**Problem details**
Copy the material below, changing "marker" to "dot" and keeping everything else the same. Leave the pictures out of your copy.

── Task data

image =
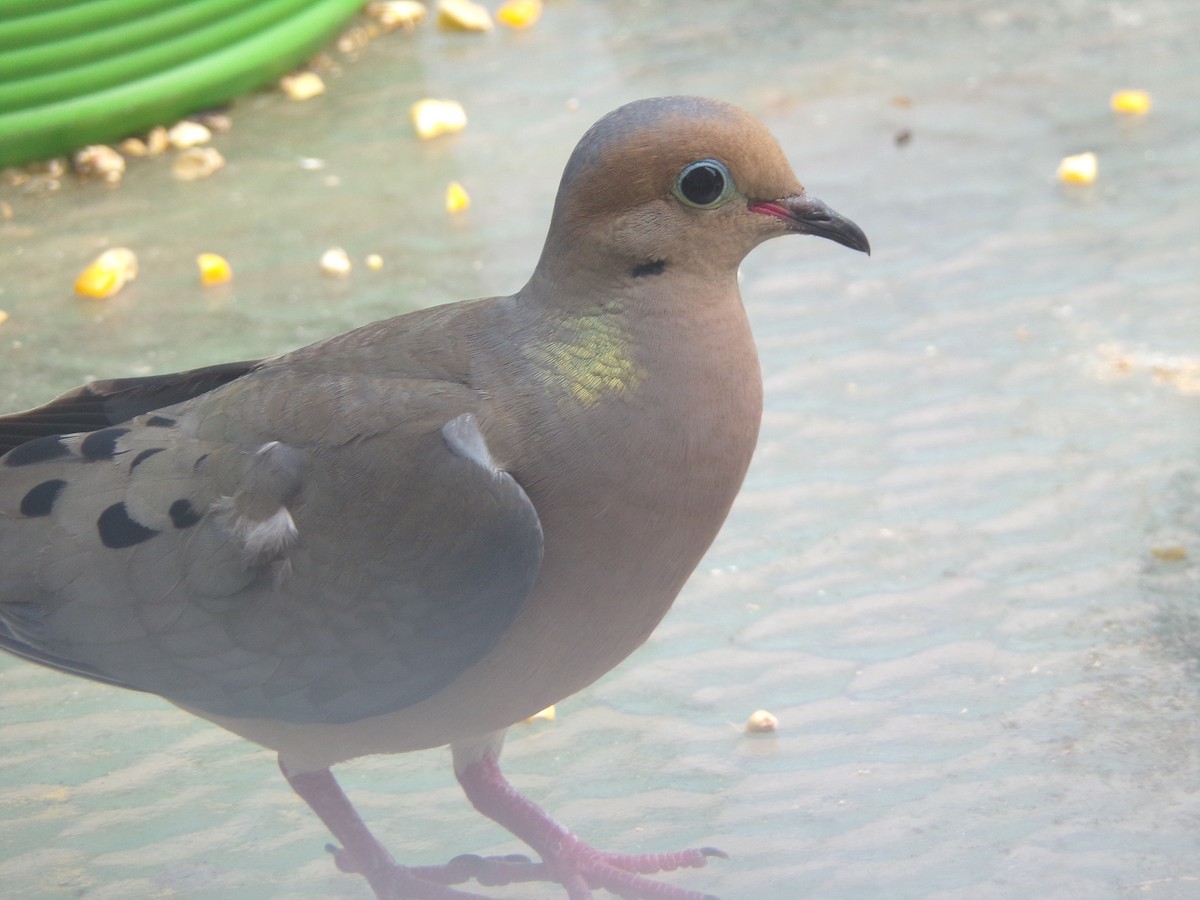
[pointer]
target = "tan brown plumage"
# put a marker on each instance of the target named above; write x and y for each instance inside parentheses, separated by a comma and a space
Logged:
(425, 529)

────

**Solution to the problem**
image =
[pointer]
target = "tan brown plumage"
# put a dot on each instance of the target named above; write x and y for each instance inside parentheses, separated by a comma and a space
Logged:
(425, 529)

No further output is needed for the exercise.